Your tasks:
1. Say whether each statement agrees with the safari text, answering yes or no and quoting the deciding words. (a) On the last morning, the group left the lodge at 9 AM. (b) James drove them to the airstrip for noon. (c) The mandatory curfew was at 8 PM.
2. Write the next paragraph of the safari text, starting after its last sentence.

Document text:
-=-=-=-=-
Into the Heart of Africa: Part 7
On our final morning in the Serengeti—Thursday, June 13th—I woke knowing the safari was almost over. What had begun as a simple wildlife expedition had become something I hadn’t anticipated: a journey not just across Tanzania’s magnificent landscapes, but through questions about connection, culture, and what stories are worth telling.
“Got to sleep in and didn’t leave the lodge until 9 AM,” I wrote that morning. For the first time all week, we weren’t chasing sunrise or racing against the mandatory 6 PM curfew. We had time to simply be—to absorb everything we’d experienced, to feel the weight and wonder of it all.
Saying Goodbye to JamesJames drove us to the Seronera Airstrip for 10 AM, and the farewell hit harder than any of us anticipated. “Said goodbye to him—sad,” I noted matter-of-factly in my journal, the word barely capturing the emotion of that moment.
“He was the most amazing guide and driver we could ever have had,” I wrote. “So kind and friendly and always had a smile on his face.”
-=-=-=-=-
Data for analysis:

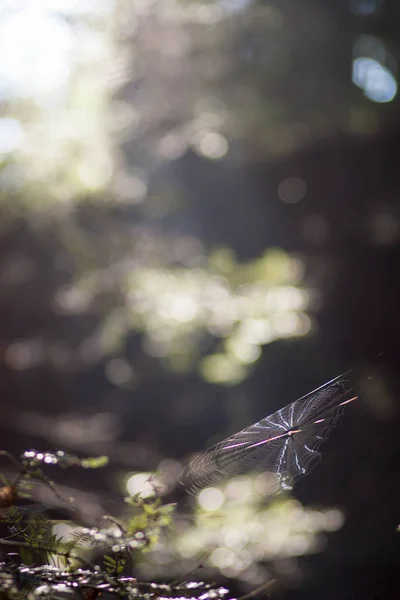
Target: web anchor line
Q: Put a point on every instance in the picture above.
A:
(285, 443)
-=-=-=-=-
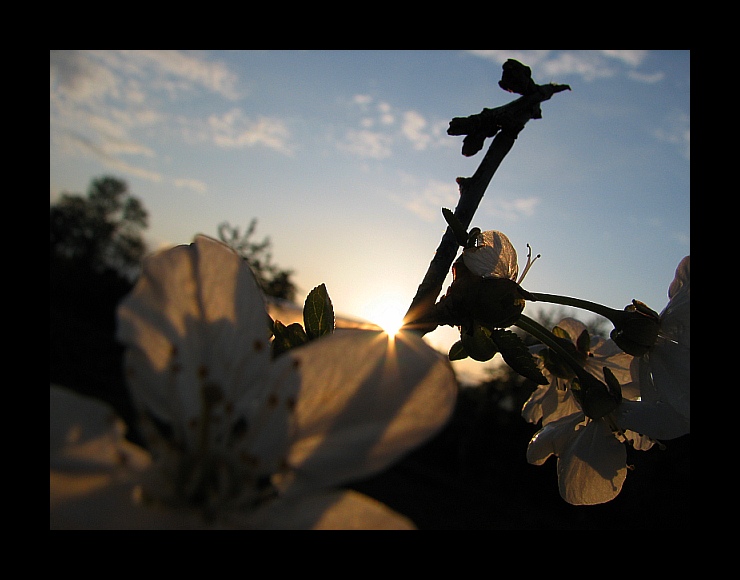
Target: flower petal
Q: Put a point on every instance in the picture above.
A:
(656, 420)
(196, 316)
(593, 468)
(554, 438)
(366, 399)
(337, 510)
-=-=-=-=-
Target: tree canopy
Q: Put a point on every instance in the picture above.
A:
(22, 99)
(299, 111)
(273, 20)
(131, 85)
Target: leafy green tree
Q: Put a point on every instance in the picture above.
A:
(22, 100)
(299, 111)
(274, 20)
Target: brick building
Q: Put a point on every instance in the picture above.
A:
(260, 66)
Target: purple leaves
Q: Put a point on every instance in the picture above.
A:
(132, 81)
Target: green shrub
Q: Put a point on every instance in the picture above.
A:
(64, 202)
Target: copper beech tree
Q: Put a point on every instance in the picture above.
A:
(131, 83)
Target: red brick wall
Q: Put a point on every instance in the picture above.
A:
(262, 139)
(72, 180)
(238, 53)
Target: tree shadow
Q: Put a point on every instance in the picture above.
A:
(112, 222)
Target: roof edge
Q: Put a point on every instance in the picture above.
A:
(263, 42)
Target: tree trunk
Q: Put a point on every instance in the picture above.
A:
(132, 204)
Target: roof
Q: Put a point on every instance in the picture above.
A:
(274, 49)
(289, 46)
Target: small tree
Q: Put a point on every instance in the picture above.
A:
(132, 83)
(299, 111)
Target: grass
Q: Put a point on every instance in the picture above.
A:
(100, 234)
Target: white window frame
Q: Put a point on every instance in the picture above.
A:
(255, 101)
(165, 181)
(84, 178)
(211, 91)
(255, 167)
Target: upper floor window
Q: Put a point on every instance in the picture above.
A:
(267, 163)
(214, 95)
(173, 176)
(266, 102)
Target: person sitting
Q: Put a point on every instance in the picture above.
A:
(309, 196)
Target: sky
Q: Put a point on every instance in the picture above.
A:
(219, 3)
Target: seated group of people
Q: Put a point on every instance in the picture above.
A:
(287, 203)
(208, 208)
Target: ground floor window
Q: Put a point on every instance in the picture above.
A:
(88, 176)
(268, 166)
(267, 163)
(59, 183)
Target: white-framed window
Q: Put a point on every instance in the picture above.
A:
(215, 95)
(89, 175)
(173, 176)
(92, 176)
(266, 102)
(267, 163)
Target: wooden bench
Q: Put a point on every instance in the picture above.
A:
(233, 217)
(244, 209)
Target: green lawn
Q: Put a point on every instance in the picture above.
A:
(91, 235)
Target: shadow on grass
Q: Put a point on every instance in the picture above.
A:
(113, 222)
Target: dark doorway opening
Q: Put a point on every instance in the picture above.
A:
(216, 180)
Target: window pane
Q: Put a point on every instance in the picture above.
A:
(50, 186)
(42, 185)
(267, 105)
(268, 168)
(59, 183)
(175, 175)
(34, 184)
-=-=-=-=-
Your written answers:
1.
(a) Yes: "didn’t leave the lodge until 9 AM"
(b) No: "James drove us to the Seronera Airstrip for 10 AM"
(c) No: "the mandatory 6 PM curfew"

2.
But James had been more than a guide. Over those nine days, he’d become a teacher, a translator, a bridge between our world and his. His encyclopedic knowledge of Tanzania’s flora and fauna amazed us daily. More importantly, his love for his country—its wildlife, its people, its complexity—infected us with the same passion.
Looking back, I didn’t realize at the time just how much Seronera would linger with me. It would be nearly five years later, sitting at my desk and crafting Blood Oath, that I’d return to that small airstrip in my imagination. The very same Seronera airport where we said goodbye to James became the exact place General David Martel was headed in the novel when his world changed forever. In life, it was just another farewell at the end of a journey—but in fiction, it became a turning point.
When I created the character of James in Blood Oath—the guide who drives Alex and General Martel through the Serengeti—I drew directly from our experience with our own guide. In the novel, when Alex and her father banter with their guide, when James educates them about animal behavior, when he navigates both the physical landscape and the cultural terrain with equal skill, those moments were informed by our real experience.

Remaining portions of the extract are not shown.